-- start Record extracts --

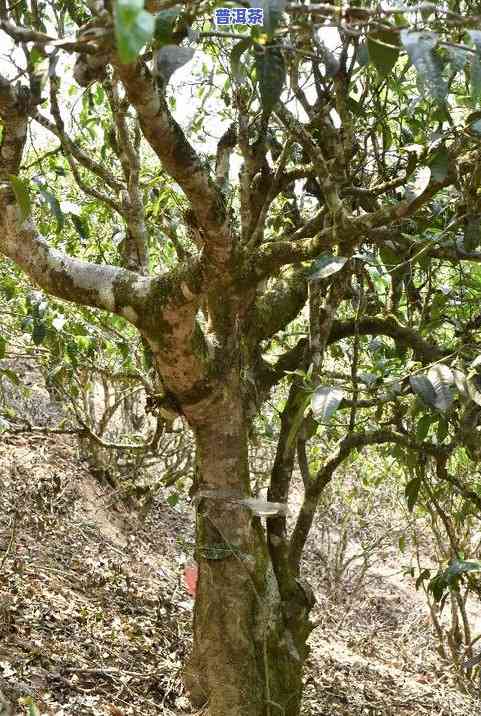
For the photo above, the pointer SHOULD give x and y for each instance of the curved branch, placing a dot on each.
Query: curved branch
(424, 351)
(179, 158)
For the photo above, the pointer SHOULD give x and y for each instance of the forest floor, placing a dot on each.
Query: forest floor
(95, 617)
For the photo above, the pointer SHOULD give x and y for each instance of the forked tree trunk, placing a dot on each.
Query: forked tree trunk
(249, 646)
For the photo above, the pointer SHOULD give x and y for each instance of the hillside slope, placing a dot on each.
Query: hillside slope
(95, 617)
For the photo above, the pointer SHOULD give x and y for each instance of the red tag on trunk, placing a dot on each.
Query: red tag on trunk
(191, 574)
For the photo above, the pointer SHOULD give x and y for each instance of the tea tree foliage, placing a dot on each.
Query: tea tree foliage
(327, 242)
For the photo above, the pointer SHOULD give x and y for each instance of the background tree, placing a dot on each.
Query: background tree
(382, 131)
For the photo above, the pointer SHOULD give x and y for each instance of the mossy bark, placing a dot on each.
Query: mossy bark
(249, 644)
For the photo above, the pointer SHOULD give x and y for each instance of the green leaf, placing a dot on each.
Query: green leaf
(475, 74)
(164, 25)
(422, 427)
(33, 710)
(270, 72)
(173, 499)
(10, 375)
(273, 10)
(383, 52)
(442, 379)
(460, 382)
(421, 49)
(325, 266)
(325, 401)
(171, 58)
(39, 331)
(425, 574)
(472, 233)
(54, 205)
(22, 194)
(412, 491)
(418, 184)
(474, 390)
(439, 164)
(443, 430)
(134, 28)
(235, 58)
(297, 421)
(460, 566)
(421, 385)
(388, 256)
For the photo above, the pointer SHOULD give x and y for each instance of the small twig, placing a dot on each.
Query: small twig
(11, 541)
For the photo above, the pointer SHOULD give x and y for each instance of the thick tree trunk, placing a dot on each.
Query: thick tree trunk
(249, 645)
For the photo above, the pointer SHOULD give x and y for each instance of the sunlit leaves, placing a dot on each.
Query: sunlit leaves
(475, 36)
(435, 388)
(270, 73)
(418, 183)
(441, 378)
(421, 48)
(22, 195)
(439, 164)
(412, 491)
(236, 56)
(171, 58)
(325, 401)
(134, 28)
(164, 26)
(325, 266)
(383, 51)
(273, 10)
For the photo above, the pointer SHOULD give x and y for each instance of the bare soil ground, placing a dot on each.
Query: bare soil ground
(95, 617)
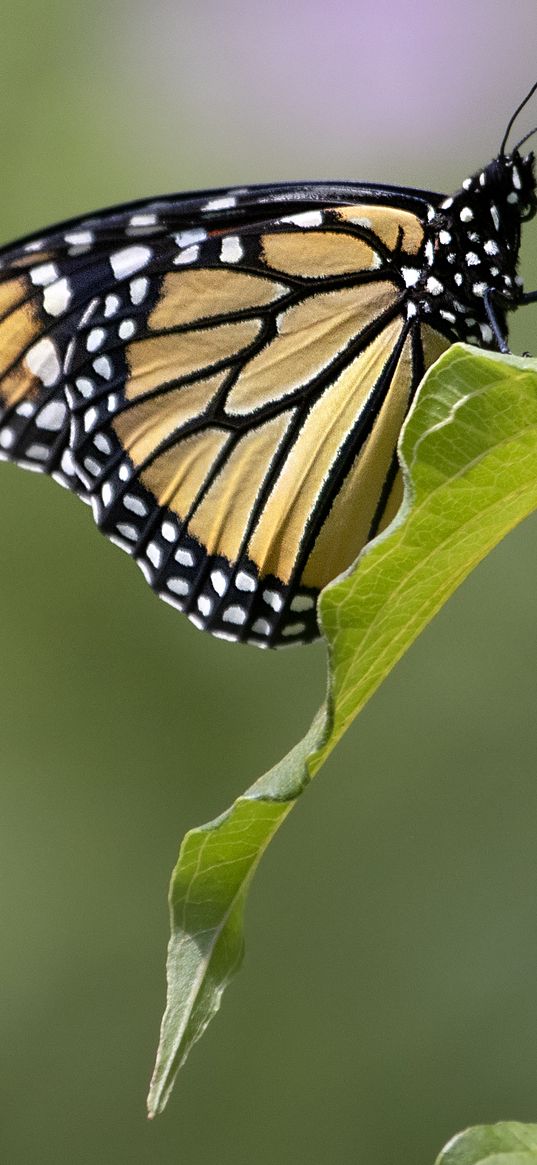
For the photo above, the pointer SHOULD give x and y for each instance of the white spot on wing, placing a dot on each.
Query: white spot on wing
(231, 251)
(245, 581)
(53, 416)
(42, 360)
(129, 260)
(306, 218)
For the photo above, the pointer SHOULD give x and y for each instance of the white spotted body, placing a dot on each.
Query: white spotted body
(120, 315)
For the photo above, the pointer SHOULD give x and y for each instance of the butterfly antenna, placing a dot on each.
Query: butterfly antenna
(513, 119)
(524, 139)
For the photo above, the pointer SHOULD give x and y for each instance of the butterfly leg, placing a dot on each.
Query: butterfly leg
(494, 324)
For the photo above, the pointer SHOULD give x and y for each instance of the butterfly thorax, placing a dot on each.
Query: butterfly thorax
(472, 251)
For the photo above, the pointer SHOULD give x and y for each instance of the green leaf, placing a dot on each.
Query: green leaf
(470, 460)
(508, 1143)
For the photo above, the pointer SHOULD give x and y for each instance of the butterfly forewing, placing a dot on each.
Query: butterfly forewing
(226, 379)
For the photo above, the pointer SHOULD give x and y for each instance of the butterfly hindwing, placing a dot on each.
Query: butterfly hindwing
(228, 396)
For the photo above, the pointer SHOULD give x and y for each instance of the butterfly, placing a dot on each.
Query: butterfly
(224, 375)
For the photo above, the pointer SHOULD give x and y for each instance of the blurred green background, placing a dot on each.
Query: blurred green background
(389, 994)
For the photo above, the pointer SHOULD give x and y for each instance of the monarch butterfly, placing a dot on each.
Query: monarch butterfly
(224, 375)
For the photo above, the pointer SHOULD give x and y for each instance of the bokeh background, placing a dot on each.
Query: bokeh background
(389, 993)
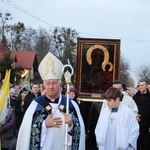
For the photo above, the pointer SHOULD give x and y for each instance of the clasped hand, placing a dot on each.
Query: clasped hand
(51, 121)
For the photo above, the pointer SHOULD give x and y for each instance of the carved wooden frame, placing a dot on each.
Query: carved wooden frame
(92, 49)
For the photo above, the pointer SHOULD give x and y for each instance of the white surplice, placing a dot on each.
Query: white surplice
(47, 140)
(120, 128)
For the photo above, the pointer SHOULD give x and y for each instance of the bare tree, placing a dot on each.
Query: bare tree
(143, 72)
(4, 28)
(42, 43)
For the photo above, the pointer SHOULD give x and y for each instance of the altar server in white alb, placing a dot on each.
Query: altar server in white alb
(43, 126)
(117, 127)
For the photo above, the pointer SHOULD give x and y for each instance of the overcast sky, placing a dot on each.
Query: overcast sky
(127, 20)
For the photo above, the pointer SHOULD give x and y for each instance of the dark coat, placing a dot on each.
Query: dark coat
(8, 129)
(93, 118)
(143, 103)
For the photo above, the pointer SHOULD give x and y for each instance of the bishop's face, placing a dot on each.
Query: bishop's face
(52, 88)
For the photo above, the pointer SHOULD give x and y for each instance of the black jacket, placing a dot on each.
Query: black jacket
(143, 104)
(28, 100)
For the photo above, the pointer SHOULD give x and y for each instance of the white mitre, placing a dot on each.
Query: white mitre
(50, 67)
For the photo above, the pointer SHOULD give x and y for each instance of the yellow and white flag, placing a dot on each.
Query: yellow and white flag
(4, 95)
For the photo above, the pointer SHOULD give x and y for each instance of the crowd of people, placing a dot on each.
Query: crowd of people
(37, 119)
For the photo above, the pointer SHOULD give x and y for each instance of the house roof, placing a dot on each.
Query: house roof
(24, 59)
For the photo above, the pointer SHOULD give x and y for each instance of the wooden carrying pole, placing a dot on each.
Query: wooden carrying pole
(67, 76)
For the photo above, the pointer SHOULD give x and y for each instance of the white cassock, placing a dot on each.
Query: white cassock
(117, 130)
(127, 100)
(51, 138)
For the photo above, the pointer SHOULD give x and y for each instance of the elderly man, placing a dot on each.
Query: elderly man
(43, 126)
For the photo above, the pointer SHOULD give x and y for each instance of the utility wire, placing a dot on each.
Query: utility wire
(25, 12)
(83, 33)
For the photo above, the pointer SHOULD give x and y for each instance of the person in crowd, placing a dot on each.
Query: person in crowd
(142, 99)
(42, 89)
(17, 89)
(117, 127)
(92, 121)
(126, 99)
(132, 92)
(43, 126)
(12, 97)
(19, 107)
(7, 130)
(125, 91)
(73, 94)
(33, 94)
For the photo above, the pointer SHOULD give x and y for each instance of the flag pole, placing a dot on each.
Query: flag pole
(67, 76)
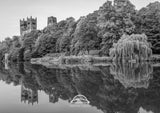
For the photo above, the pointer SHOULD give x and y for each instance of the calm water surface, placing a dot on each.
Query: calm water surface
(118, 88)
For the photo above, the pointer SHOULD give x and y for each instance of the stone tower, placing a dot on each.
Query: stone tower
(28, 25)
(51, 20)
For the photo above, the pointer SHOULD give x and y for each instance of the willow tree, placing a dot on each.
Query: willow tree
(131, 47)
(135, 75)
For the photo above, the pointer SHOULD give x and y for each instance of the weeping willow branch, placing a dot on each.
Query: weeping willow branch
(133, 47)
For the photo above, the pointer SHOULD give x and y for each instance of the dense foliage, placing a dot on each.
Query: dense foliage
(95, 31)
(133, 47)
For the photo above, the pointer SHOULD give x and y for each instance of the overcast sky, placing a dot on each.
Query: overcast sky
(11, 11)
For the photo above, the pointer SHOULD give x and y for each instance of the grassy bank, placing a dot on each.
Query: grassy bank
(60, 59)
(66, 60)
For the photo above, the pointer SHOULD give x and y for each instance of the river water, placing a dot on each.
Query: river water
(117, 88)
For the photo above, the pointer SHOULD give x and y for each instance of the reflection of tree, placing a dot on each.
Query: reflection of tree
(135, 75)
(99, 86)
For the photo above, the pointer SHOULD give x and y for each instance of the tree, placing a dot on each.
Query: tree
(147, 20)
(133, 47)
(114, 21)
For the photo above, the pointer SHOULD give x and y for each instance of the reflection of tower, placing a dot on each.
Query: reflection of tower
(29, 95)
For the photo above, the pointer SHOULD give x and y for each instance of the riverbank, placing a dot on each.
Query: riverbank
(61, 60)
(70, 60)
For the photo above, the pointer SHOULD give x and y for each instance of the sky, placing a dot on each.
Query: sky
(11, 11)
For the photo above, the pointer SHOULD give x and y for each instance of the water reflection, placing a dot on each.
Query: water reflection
(135, 75)
(119, 88)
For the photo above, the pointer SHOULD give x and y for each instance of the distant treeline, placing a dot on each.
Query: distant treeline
(96, 31)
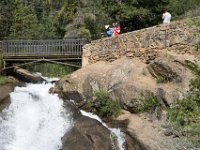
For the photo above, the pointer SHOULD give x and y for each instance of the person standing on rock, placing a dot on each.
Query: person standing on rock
(116, 29)
(108, 31)
(166, 17)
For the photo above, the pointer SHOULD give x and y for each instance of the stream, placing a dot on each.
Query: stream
(37, 120)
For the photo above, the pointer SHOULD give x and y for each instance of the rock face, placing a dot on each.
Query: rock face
(87, 134)
(153, 59)
(144, 44)
(126, 79)
(26, 76)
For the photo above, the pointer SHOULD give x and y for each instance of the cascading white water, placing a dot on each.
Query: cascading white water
(120, 136)
(35, 120)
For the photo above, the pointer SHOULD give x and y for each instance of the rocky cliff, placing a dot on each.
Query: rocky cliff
(150, 60)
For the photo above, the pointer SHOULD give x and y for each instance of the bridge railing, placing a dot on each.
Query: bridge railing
(68, 46)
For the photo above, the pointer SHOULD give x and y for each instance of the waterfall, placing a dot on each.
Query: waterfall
(35, 120)
(115, 131)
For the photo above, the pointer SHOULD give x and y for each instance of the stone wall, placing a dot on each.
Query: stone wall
(144, 44)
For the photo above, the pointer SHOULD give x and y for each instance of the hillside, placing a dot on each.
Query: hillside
(146, 71)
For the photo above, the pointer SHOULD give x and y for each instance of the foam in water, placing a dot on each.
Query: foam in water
(35, 120)
(115, 131)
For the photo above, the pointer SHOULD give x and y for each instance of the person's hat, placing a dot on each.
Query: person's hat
(106, 26)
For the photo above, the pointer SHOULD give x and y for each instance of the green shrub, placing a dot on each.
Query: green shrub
(4, 79)
(104, 106)
(162, 78)
(149, 103)
(184, 115)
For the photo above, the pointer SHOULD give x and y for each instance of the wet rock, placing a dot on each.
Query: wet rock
(26, 76)
(87, 134)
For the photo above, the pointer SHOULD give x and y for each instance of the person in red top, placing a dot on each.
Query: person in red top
(116, 29)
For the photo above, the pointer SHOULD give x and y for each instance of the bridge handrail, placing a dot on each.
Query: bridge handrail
(69, 46)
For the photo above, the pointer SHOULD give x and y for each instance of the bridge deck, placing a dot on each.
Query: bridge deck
(38, 49)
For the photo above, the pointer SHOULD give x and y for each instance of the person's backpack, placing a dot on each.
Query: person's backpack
(109, 32)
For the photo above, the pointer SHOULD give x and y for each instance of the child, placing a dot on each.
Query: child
(108, 31)
(116, 29)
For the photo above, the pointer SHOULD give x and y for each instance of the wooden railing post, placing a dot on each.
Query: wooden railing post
(69, 46)
(1, 57)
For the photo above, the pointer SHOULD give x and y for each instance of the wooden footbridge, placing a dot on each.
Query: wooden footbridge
(30, 51)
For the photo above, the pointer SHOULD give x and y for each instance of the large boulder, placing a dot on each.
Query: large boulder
(127, 79)
(87, 134)
(27, 76)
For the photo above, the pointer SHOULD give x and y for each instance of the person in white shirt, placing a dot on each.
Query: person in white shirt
(166, 17)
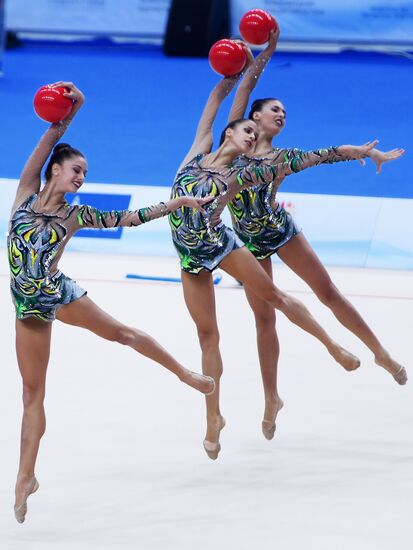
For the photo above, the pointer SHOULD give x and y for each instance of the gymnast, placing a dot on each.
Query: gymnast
(203, 242)
(265, 228)
(41, 224)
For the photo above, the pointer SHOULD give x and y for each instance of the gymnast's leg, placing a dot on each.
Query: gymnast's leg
(302, 259)
(86, 314)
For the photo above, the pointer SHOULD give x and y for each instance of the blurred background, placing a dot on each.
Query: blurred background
(343, 70)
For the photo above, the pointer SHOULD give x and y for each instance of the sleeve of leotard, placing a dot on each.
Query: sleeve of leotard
(90, 217)
(291, 162)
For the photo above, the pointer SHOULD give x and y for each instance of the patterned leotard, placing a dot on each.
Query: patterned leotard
(35, 243)
(202, 240)
(259, 221)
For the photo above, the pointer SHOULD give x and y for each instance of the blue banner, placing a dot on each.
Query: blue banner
(2, 35)
(366, 21)
(146, 18)
(385, 22)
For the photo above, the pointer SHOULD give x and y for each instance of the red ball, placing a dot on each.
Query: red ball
(256, 25)
(227, 57)
(51, 105)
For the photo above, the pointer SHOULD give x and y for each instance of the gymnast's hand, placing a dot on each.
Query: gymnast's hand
(379, 157)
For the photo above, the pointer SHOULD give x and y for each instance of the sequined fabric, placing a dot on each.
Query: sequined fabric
(35, 244)
(202, 240)
(259, 221)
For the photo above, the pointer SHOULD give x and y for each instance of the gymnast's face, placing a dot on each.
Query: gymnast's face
(243, 136)
(271, 118)
(70, 175)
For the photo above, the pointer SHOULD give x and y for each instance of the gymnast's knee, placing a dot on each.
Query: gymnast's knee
(208, 337)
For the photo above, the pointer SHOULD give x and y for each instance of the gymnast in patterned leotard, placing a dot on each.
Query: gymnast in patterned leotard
(203, 241)
(40, 226)
(265, 227)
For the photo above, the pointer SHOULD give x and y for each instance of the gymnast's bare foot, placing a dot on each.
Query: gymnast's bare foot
(346, 359)
(270, 416)
(393, 367)
(212, 445)
(204, 384)
(24, 488)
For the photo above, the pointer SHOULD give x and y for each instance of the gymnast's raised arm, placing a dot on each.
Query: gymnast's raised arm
(30, 179)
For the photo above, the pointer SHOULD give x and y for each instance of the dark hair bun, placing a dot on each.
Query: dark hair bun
(61, 146)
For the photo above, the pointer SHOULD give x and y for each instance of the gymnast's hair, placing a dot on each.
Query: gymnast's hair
(231, 125)
(259, 104)
(61, 152)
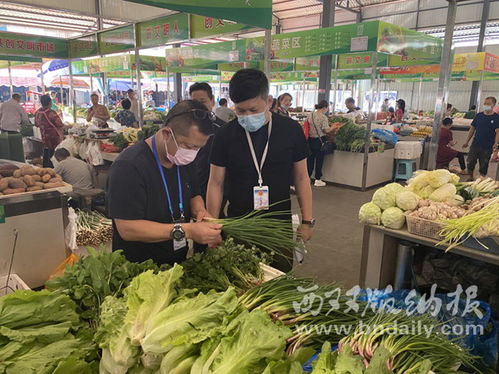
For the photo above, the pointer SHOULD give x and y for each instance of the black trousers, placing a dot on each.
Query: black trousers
(47, 155)
(482, 155)
(316, 158)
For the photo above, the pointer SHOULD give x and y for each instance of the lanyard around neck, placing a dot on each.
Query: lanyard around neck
(259, 168)
(180, 200)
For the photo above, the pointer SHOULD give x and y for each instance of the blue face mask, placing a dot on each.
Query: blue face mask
(252, 122)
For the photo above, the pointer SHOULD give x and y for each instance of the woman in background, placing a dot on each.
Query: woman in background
(51, 127)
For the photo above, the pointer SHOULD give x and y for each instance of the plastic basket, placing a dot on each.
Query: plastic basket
(12, 283)
(424, 227)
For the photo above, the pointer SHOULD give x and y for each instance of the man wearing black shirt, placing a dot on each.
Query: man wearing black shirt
(153, 190)
(243, 143)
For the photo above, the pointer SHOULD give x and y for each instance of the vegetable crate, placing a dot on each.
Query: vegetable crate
(12, 283)
(424, 227)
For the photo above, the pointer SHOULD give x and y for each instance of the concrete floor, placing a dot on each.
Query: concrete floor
(335, 249)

-- end Record extracts --

- Exercise objective
Each line from the one with "mask, placing a dot on each." through the last line of the records must be written out word for word. Include nothing else.

- Output of the exercise
For the photo above, the pointer SHOULD give x and y for each instance of the blue face mask, placing a dot on each.
Query: blue face mask
(252, 122)
For the photo above, the pointer SHOULD give x and y for each instance of the woman in background, placing a dot on each.
Query: woman in background
(51, 127)
For the photo above, the pointer SHOULD give x and y for each instance of the plastic basket, placing a dot on each.
Query: plastic basket
(12, 283)
(424, 227)
For the photo above, the pointer SHOULD give x and y for each instance of the man wearing black shirt, placing a dot on each.
Query: man wearing black shirt
(153, 190)
(243, 143)
For the photo above, the pointer SHOULD give x and y for each instance of the vegetable crate, placing a dot on each.
Query: vegetable crate
(12, 283)
(424, 227)
For the photo above, the pointer SHOULD give x and y for each instance of the concrete floor, placing a dot on each.
Query: concrete floor
(335, 249)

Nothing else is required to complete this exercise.